**THE RECORDS**.
%%
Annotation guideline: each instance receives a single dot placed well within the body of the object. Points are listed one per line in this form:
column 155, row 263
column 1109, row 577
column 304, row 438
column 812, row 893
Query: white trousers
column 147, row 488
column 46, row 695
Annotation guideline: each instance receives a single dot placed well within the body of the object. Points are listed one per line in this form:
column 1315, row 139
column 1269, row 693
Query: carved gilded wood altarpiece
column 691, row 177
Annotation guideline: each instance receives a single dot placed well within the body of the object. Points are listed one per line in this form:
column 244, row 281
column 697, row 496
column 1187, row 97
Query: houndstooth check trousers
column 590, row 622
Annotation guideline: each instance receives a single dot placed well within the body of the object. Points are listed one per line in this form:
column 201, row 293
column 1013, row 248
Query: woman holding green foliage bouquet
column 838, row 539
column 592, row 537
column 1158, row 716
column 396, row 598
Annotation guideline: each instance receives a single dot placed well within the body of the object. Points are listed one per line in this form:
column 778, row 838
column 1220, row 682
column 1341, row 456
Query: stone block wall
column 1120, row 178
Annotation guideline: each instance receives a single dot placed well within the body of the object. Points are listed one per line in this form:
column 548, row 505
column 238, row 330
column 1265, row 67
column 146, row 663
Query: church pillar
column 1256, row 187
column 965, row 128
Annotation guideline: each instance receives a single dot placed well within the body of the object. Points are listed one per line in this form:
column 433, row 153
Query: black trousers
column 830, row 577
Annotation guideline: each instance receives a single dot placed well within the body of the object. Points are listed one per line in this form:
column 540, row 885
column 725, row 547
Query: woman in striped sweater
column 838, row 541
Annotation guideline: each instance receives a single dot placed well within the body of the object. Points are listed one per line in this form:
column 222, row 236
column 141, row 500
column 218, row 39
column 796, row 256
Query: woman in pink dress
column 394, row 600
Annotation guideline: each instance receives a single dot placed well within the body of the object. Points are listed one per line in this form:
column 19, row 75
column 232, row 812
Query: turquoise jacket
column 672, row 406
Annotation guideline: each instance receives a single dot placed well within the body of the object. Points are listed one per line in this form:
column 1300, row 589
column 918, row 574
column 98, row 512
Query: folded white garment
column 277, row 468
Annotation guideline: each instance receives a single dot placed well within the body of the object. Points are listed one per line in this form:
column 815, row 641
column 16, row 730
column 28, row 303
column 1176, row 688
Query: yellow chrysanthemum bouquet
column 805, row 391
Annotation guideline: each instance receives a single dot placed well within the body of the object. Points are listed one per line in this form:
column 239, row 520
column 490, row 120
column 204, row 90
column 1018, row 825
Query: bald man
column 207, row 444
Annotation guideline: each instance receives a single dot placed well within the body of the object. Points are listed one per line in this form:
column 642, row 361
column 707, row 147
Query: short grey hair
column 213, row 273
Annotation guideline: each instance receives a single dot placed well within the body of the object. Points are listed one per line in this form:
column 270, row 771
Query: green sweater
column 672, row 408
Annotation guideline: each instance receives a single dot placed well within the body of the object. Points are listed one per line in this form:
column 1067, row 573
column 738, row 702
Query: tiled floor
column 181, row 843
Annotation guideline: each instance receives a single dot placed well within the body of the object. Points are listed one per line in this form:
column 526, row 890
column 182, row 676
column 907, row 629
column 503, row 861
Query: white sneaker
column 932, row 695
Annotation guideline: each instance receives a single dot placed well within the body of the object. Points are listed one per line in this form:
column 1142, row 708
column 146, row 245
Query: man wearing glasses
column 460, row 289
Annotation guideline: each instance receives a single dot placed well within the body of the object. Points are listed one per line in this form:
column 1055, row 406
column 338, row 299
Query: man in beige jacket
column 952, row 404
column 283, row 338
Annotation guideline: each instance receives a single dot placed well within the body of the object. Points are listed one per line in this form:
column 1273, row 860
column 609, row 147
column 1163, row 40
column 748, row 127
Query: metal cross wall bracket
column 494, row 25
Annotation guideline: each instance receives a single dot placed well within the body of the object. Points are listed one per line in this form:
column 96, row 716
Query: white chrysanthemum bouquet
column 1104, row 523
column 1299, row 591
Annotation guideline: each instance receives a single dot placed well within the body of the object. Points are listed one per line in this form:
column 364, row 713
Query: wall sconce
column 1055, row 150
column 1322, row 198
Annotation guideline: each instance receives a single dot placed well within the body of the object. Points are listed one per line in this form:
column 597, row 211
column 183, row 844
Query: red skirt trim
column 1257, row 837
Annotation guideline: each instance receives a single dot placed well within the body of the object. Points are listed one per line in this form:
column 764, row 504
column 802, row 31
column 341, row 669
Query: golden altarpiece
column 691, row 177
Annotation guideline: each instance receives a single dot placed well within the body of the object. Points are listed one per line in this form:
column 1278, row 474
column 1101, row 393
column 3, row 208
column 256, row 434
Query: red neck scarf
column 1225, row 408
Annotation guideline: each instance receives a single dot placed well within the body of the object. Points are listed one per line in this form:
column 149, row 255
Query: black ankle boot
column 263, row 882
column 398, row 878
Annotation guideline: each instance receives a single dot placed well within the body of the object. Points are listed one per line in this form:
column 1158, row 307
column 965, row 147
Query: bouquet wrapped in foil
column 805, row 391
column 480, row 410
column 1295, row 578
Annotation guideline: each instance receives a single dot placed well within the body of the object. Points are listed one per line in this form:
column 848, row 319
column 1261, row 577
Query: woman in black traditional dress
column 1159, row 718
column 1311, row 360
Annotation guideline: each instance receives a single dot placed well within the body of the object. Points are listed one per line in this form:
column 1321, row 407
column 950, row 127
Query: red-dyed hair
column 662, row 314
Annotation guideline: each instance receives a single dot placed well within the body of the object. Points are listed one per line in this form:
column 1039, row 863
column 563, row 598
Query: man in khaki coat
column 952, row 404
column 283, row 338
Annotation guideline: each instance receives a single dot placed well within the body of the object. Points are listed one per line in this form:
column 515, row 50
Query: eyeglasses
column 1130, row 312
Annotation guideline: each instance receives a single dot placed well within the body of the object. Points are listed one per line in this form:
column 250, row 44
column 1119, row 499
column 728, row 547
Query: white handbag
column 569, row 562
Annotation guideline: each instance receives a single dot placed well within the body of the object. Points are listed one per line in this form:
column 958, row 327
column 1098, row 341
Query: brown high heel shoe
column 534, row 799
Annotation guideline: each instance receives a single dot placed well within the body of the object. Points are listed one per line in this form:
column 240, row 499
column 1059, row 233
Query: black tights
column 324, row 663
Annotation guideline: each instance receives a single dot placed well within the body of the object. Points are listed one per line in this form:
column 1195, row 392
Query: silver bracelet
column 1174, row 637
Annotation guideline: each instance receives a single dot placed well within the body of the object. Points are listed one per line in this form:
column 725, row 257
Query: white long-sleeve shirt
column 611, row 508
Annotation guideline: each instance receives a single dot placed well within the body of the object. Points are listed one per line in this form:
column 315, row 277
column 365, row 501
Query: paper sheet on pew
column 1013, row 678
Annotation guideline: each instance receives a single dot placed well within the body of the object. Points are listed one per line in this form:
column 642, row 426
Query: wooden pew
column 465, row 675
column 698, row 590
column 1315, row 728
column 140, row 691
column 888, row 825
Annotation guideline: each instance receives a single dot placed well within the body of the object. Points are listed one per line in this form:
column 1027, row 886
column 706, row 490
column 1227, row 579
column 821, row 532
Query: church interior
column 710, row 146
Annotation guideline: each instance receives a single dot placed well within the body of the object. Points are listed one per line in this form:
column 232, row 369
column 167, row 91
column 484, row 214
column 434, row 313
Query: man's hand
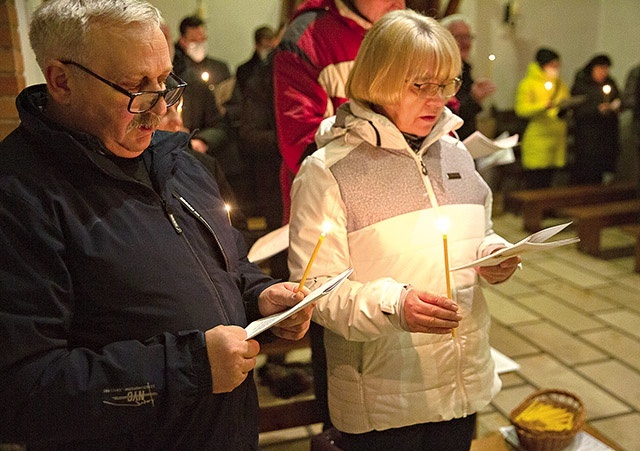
column 231, row 357
column 501, row 272
column 427, row 313
column 282, row 296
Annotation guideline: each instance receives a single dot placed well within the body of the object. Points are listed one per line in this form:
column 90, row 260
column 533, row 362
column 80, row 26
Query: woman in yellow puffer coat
column 538, row 99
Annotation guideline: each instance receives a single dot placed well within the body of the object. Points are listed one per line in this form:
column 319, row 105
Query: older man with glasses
column 124, row 288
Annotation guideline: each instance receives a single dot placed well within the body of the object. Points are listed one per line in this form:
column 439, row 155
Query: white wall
column 577, row 29
column 230, row 23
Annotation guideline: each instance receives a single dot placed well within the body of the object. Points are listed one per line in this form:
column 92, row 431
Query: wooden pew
column 534, row 205
column 289, row 413
column 591, row 219
column 634, row 229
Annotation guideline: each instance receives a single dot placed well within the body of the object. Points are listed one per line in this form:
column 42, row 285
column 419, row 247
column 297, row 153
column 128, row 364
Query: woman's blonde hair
column 402, row 47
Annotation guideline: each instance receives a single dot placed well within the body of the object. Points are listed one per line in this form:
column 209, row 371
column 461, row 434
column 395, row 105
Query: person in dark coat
column 125, row 291
column 596, row 125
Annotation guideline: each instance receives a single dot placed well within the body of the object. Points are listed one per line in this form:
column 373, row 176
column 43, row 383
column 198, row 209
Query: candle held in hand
column 227, row 207
column 492, row 58
column 443, row 225
column 606, row 90
column 325, row 230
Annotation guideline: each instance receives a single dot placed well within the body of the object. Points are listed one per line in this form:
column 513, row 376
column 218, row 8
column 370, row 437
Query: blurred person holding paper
column 596, row 132
column 472, row 92
column 387, row 169
column 538, row 99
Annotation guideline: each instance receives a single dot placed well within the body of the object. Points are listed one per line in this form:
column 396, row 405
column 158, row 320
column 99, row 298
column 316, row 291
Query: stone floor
column 571, row 321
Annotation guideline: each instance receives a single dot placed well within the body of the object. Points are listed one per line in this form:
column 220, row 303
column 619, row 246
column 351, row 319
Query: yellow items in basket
column 541, row 416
%%
**WHAT THE EXERCISE ASKS**.
Collect every line in the entries above that contains the word "hair", and copy each one in full. Case counts, so a line matches only when its letters have the same capitalization.

**TASK ANSWER**.
Query: short grey hair
Query: red-dyed hair
Query: woman's blonde hair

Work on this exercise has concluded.